Set task A - Reproduce the section of the regular expressions page below that begins at the words "Why Do We Care" and ends after "subject character string.".
──────────
Wilson Mar bio photo

Wilson Mar

Hello!

Calendar YouTube Github

LinkedIn

Don’t avoid them. Don’t fear them. Make them your friend. Here and now.

US (English)   Norsk (Norwegian)   Español (Spanish)   Français (French)   Deutsch (German)   Italiano   Português   Estonian   اَلْعَرَبِيَّةُ (Egypt Arabic)   Napali   中文 (简体) Chinese (Simplified)   日本語 Japanese   한국어 Korean

Overview

JOKE: ‘Some people, when confronted with a problem, think, “I know, I’ll use regular expressions.” Now they have two problems.’ - J. Zawinski

NOTE: Content here are my personal opinions, and not intended to represent any employer (past or present). “PROTIP:” here highlight information I haven’t seen elsewhere on the internet because it is hard-won, little-know but significant facts based on my personal research and experience.

Why Do We Care About Regex?

The term regular expression is often abbreviated as “regex” or “regexes” in plural.

A regular expression is a “formula” for matching strings that follow some pattern in order to operate on a subject character string.

Text in HTML, log files, text files containing data, etc. are parsed in order to validate for correct formatting, to extract substrings, or to replace content.

RegEx parsing is used by code scanners to identify patterns of coding that may be vulnerable to hacking (see OWASP).

The Perl ("Practical Extraction and Report Language") language became popular partly because of its extensive support for regular expressions. Perl allows embedding of regular expressions in file tests, control loops, output formats, etc.

Different RegEx Engine Flavors

Beware that vendor competitive urges has resulted in several versions of regular expressions:

  1. regex101.com lists the different “flavors” of RegEx engines:

    • PCRE v2

    • PCRE v1 is what Splunk uses (at time of writing).

    • ECMAScript (used in JavaScript)

    • Golang

    • .NET (C#)

    • Rust

    • The historical Simple Basic Regular Expression (BRE) notation, described as part of the regexp() function in the XSH specification, which provide backward compatibility, but which may be withdrawn from a future specification set.

    • The GNU operating system’s regex package are available using ftp from ftp.gnu.org.

    • Compilers of programming languages Perl, Python, Emacs, Tcl, and .NET use a backtracking regular expression matcher that incorporates a traditional Nondeterministic Finite Automaton (NFA) engine. So the standardized POSIX NFAs is slower.
──────────
Set task B - How many lines in the entries below contain the string "white"? Reply with the number alone.

Records shown -
──────────
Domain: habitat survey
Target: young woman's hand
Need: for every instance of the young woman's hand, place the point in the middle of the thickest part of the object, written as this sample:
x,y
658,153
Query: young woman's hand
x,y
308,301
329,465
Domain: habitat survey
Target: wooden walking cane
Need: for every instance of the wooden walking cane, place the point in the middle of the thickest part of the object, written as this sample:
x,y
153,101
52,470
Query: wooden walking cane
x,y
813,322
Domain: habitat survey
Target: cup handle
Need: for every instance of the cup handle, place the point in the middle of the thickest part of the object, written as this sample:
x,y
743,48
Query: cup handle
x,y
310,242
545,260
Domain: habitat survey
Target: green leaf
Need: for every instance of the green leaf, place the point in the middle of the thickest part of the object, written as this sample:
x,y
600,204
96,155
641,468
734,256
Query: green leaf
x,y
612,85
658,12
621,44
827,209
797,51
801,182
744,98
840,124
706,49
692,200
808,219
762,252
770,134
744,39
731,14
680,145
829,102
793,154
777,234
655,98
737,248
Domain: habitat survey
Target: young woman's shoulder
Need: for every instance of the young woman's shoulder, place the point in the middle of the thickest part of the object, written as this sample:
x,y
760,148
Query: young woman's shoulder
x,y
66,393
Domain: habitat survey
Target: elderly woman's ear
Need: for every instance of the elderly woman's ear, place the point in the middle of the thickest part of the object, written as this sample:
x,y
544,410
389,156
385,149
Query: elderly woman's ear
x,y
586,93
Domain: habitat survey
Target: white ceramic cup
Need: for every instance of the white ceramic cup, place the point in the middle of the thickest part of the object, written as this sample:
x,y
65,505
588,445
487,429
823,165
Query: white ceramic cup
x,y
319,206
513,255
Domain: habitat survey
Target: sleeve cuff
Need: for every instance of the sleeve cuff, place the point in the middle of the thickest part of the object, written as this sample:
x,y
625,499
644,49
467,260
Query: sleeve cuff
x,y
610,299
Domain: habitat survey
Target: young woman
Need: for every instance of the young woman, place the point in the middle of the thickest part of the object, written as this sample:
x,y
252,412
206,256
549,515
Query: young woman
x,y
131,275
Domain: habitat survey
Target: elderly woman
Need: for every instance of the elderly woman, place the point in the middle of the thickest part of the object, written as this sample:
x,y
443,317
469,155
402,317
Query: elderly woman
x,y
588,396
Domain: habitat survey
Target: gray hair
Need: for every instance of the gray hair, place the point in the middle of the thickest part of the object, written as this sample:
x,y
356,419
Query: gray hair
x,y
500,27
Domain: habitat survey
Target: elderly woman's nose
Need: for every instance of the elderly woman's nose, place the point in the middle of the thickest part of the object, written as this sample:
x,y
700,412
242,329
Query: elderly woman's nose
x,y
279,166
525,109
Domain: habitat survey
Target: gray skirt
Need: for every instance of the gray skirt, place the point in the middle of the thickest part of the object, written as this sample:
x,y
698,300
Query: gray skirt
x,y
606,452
──────────
Complete output A -
Why Do We Care About Regex?

The term regular expression is often abbreviated as “regex” or “regexes” in plural.

A regular expression is a “formula” for matching strings that follow some pattern in order to operate on a subject character string.

Complete output B - 3